▶ _Required task_
Rewrite all the rows below, swapping every "sample" for "for example" and leaving everything else unchanged.

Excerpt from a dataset
"""

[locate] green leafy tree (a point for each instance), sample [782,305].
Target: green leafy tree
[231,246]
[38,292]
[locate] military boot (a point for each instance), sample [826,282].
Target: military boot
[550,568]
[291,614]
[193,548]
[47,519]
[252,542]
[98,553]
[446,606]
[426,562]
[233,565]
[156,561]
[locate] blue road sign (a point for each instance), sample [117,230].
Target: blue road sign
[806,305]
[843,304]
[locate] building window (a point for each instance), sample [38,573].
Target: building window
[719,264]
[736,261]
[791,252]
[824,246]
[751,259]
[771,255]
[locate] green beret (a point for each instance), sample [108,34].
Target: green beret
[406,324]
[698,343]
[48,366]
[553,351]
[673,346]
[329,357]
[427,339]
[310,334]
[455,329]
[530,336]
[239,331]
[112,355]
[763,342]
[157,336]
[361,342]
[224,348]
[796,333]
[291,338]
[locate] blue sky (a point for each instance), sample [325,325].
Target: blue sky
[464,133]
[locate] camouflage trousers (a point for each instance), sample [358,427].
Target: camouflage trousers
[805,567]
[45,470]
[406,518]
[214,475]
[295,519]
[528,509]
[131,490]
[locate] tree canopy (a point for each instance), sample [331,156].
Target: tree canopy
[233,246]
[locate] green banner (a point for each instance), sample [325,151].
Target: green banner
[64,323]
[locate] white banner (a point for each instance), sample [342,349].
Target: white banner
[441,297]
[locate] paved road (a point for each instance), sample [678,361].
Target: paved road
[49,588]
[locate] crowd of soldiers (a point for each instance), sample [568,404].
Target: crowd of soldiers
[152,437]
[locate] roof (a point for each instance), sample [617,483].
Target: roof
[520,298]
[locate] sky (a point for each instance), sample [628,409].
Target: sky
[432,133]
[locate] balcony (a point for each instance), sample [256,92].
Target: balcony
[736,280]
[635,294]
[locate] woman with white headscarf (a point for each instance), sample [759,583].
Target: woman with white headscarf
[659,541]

"""

▶ _Solution_
[locate] green leafy tree (a point for each instance), for example [782,305].
Target: green leafy tree
[231,246]
[38,292]
[locate] military boot (a point for each instance), for example [826,282].
Target: military boot
[550,568]
[291,614]
[193,548]
[47,519]
[252,542]
[98,553]
[446,606]
[426,562]
[233,565]
[156,561]
[locate] blue road sign (a point for each instance), for example [117,230].
Target: blue road sign
[806,305]
[843,304]
[locate] building window (a point for each instance), for example [38,573].
Target: building window
[719,264]
[736,261]
[791,252]
[824,246]
[751,259]
[771,255]
[locate] green beret (a point for each instance), for example [108,34].
Target: green beret
[406,324]
[698,343]
[48,366]
[553,351]
[673,346]
[329,357]
[427,339]
[310,334]
[455,329]
[530,336]
[239,331]
[112,355]
[763,342]
[157,336]
[361,342]
[224,348]
[796,333]
[291,338]
[locate] blue sky (a point for each instance), for example [325,325].
Target: blue sky
[464,133]
[locate] camouflage trousers (a point for each instance), for example [358,427].
Target: camouflage trousers
[805,567]
[45,470]
[406,518]
[214,475]
[295,519]
[528,509]
[131,490]
[locate] tree canopy (a point for each instance), for example [331,156].
Target: tree canopy
[233,246]
[locate] green banner (a point for each instance), for example [325,151].
Target: green banner
[64,323]
[locate] white banner (a point for each instance), for example [342,349].
Target: white banner
[441,297]
[locate] paved road (a point for each instance), for example [678,361].
Target: paved road
[49,588]
[locate] crowd of soldiers (a point for each instance), for example [568,404].
Target: crowd of soldiers
[152,437]
[locate] roof (a point for each instance), for example [617,483].
Target: roof
[520,298]
[locate] sky (a point for each instance), for example [628,409].
Target: sky
[432,133]
[locate] balcony (a point for each instance), for example [256,92].
Target: balcony
[736,280]
[635,294]
[locate] woman with white headscarf (a point for each instance), for example [759,583].
Target: woman with white headscarf
[659,541]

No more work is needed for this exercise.